• Selected text:

----------

24/7 Rock Star Shit is the new album by Wakefield lads The Cribs. Their seventh studio album (if you don’t include best-of Payola) begins in the most Cribs was possible; a screech of guitar into an immediately catchy riff. The classic Jarman brother vocals on Give Good Time aren’t note perfect, but that isn’t why you listen to this band, they’re charming and pack a punk rock punch. Give Good Time could easily be off their self-titled debut, the distortion within the guitars sound super old school but the slick production brings it right back to 2017.
Year Of Hate was the first song from the album that fans got the chance to listen to which got a widely positive reaction, and the melodic guitar riff to open the track draws the listener in. The pulsating drums from Ross Jarman perfectly compliment the call and response from Ryan and Gary (guitar and bass respectively) in the verse. In Your Palace is more melodic and seems to be a follow on from 2015’s release For All My Sisters, the garage rock vibes and anthemic chorus make the track a one of the standouts on the album.

----------

• Record extracts:

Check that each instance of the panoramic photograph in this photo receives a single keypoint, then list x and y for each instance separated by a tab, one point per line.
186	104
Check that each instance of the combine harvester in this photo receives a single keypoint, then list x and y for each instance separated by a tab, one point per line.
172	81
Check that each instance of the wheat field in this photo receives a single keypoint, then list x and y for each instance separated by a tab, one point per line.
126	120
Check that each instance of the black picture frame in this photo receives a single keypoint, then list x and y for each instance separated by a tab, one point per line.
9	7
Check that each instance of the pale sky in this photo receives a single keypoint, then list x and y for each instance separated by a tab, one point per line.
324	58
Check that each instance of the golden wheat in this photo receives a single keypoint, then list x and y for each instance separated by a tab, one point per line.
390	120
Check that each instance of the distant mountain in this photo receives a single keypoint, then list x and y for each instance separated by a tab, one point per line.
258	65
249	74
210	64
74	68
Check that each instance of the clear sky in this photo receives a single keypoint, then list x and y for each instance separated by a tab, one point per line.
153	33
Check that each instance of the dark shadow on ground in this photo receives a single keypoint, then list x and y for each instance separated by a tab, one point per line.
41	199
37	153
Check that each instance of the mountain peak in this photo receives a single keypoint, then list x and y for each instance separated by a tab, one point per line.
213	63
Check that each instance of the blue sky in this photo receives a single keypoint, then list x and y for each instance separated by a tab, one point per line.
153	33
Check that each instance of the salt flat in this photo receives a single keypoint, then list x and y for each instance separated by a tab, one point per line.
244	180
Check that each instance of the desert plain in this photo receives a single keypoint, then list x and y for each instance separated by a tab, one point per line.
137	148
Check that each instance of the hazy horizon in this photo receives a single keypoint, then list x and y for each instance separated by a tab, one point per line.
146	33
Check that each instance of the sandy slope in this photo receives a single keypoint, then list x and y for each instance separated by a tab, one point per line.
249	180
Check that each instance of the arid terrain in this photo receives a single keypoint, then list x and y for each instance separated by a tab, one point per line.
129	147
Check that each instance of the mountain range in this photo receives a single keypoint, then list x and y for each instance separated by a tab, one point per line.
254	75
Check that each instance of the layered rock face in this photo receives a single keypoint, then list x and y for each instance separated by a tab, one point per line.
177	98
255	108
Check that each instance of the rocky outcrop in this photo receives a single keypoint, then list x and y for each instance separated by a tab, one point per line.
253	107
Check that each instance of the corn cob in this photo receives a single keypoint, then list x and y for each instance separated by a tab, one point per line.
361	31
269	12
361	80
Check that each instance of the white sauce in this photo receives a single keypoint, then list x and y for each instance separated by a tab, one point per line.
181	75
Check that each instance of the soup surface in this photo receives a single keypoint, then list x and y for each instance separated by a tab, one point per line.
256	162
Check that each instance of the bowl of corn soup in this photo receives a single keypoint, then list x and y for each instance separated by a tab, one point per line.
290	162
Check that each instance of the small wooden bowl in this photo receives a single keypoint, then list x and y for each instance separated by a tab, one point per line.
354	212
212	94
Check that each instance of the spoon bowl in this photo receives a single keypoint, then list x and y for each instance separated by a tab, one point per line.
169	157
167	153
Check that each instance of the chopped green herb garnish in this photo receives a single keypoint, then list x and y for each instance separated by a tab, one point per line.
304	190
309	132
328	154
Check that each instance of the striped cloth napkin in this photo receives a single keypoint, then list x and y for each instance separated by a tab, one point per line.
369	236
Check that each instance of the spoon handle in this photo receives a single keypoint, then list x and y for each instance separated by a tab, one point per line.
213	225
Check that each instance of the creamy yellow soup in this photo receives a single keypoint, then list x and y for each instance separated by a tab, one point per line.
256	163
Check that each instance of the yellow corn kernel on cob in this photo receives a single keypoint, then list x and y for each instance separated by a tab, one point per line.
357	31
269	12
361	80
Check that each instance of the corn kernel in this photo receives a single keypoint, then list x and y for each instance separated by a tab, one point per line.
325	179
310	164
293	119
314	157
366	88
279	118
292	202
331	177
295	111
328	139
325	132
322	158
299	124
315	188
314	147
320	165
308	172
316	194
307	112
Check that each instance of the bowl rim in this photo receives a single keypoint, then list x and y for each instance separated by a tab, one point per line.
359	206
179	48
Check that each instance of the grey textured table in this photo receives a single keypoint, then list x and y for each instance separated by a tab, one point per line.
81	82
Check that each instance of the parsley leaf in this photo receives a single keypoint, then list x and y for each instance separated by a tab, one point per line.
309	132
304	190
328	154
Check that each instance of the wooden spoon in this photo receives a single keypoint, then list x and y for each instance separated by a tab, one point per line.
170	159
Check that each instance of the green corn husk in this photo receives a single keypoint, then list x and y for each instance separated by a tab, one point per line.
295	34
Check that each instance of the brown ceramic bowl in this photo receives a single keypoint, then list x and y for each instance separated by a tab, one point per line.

----------

• Aim of the exercise: Write the next part of the review of The Cribs' album 24/7 Rock Star Shit, picking up right after its last sentence.

• Result below:
Dendrophobia is no doubt pure punk, vocals at times clash with the guitars but the high screeches are so charming and make for interesting listening. Sticks Not Twigs is a sweet acoustic ditty with the two brothers harmonising on the chorus but it’s Rainbow Ridge that is the highlight of the album. There are so many different elements in the song that are taken from so many of the different Cribs eras; the melodic vocals from Brazen Bull and Sisters, the distorted guitars from the first two releases, catchy chorus from Men’s Needs Women’s Needs Whatever. Furthermore, you can hear the possible Nirvana influenced guitar line in the chorus, which could be down to the producer of the album, Steve Albini- the man who produced Nirvana’s In Utero. The Cribs originally worked with Albini back in 2011 when they were in Chicago recording In The Belly Of The Brazen Bull but they held some of the songs back for this release.
Dead At The Wheel is another slower song, the production of the song is superb and the vocals again charismatic, even when slightly whispered. The track has a super trippy overriding sound to it and is hypnotising in parts. Album closer Broken Arrow has another classic metallic Cribs guitar line underneath the vocals. The screeched distorted guitar solo to finish the track diminishes to silence at the end making for an interesting end to the album.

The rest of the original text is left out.